THE TASK: Using the records that follow, copy every line containing the word "cloudy".

Natural-language object grounding data:
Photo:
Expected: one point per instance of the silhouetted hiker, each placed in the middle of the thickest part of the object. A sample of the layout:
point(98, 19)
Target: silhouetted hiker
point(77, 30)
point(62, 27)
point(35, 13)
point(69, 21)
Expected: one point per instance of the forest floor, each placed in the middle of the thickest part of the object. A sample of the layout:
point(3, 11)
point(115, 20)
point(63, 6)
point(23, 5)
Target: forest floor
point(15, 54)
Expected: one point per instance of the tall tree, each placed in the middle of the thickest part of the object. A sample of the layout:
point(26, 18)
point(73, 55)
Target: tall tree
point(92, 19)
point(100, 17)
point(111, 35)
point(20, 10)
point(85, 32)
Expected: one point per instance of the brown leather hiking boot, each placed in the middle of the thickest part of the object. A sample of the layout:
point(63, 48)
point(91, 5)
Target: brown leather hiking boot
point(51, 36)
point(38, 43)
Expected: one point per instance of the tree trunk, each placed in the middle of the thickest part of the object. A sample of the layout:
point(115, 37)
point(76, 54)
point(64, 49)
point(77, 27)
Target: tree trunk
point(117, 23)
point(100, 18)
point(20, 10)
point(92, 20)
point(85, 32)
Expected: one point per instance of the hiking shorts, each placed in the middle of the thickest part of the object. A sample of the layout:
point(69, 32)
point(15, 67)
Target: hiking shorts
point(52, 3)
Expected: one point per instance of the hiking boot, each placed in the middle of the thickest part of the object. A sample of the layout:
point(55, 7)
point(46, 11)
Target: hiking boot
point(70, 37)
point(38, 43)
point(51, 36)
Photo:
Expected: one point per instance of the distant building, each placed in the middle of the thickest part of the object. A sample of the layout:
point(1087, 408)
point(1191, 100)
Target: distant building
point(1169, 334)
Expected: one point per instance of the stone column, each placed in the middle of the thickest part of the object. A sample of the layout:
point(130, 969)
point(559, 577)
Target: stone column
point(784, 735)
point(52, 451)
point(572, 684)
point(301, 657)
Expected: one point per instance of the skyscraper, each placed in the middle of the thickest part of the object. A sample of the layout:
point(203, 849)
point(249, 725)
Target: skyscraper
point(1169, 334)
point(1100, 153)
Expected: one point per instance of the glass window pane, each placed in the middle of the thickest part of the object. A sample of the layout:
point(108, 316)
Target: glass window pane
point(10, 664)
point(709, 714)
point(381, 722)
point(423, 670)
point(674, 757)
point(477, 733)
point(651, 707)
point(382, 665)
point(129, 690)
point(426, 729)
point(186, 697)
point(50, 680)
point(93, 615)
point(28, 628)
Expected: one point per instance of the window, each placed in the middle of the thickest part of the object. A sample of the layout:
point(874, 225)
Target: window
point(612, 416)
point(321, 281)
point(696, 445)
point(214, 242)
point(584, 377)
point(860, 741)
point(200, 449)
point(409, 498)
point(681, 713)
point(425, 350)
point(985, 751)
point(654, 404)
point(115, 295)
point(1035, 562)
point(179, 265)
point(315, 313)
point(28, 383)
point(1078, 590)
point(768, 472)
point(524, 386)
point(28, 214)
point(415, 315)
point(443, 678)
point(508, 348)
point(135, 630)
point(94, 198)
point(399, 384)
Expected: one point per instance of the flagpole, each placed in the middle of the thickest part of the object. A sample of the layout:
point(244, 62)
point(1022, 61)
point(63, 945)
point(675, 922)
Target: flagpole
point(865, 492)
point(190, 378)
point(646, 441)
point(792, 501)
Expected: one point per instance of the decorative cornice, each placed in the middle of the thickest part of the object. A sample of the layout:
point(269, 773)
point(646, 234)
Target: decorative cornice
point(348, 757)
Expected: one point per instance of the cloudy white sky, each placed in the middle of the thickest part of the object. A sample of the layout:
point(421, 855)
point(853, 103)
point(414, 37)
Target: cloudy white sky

TASK RESULT:
Expected: one point per instance of the cloudy white sky, each placed in the middle of the thickest part of the object. A sample of the layout:
Target: cloudy white sky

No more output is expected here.